AANGELEVERD FRAGMENT
=-=-=-=-=
31 oktober 2024
Peilschaal Altier 11 kuub. Dit lijkt gelijk aan het peil in 2019, maar de rivier had nu duidelijk meer water. Tegen midden water aan, schat ik in. Het bruggetje aan de instap had een waterlaag van ca. 3-5 cm. Je boot bleef er alleen op liggen als je erin ging zitten. Dit was een hogere stand dan bij onze tocht in 2019.
Vaarders: Gert, Erwin, Menno, Marlou, Bram
Instap: dorp Altier
uitstap: Net na de brug bij de monding in het stuwmeer van Villefort.
Vandaag de laatste dag voor Bram en mijzelf. Vrijdag rijden we terug.
Het reserve-water in de Ardeche raakt op, gisteren was de Lignon al laag en vandaag valt er behalve het traject Aubenas-Vogué (whyohwhy hebben de fransen al dat onkruid op de letters?) niets meer in de buurt te varen.
=-=-=-=-=
BESCHIKBARE GEGEVENS

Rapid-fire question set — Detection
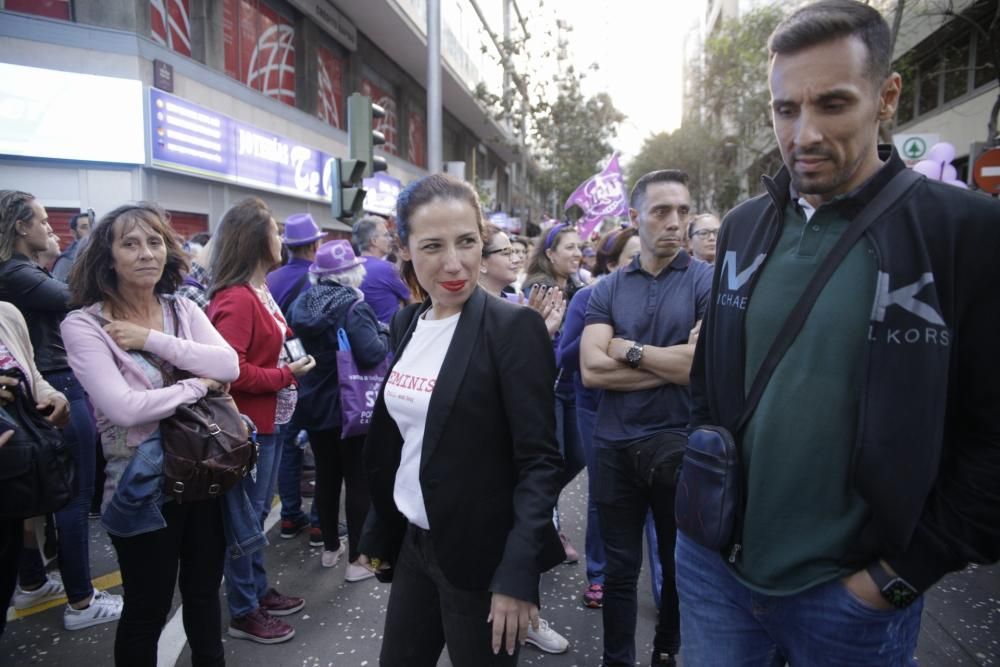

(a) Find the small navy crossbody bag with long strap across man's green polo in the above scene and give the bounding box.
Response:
[674,169,921,563]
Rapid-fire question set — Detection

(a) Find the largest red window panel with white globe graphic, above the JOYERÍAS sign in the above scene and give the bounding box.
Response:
[222,0,295,106]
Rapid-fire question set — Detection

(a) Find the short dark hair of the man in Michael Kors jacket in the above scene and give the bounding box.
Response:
[767,0,892,86]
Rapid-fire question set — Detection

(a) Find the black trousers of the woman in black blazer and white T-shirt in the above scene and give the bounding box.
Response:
[379,525,520,667]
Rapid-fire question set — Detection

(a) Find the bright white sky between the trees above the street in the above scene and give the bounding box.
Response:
[545,0,704,164]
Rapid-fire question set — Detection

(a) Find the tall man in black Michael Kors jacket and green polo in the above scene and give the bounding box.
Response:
[677,0,1000,665]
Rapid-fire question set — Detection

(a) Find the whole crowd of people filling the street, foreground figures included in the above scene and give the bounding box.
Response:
[0,5,1000,667]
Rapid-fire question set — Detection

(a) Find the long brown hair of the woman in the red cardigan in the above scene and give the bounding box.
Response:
[208,197,274,298]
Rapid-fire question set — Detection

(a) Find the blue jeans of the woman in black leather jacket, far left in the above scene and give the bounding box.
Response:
[20,371,97,603]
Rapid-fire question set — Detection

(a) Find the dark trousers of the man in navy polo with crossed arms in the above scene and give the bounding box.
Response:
[595,444,681,667]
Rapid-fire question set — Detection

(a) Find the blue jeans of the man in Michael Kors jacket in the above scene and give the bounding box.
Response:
[676,532,923,667]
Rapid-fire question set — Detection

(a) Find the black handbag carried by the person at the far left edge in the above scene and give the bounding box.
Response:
[0,369,77,519]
=-=-=-=-=
OPDRACHT
Schrijf het vaarverslag opnieuw uit, beginnend bij "31 oktober 2024" en doorlopend tot en met "stuwmeer van Villefort.", en zet daarin overal "Deelnemers" in plaats van "Vaarders".

UITWERKING OPDRACHT
31 oktober 2024
Peilschaal Altier 11 kuub. Dit lijkt gelijk aan het peil in 2019, maar de rivier had nu duidelijk meer water. Tegen midden water aan, schat ik in. Het bruggetje aan de instap had een waterlaag van ca. 3-5 cm. Je boot bleef er alleen op liggen als je erin ging zitten. Dit was een hogere stand dan bij onze tocht in 2019.
Deelnemers: Gert, Erwin, Menno, Marlou, Bram
Instap: dorp Altier
uitstap: Net na de brug bij de monding in het stuwmeer van Villefort.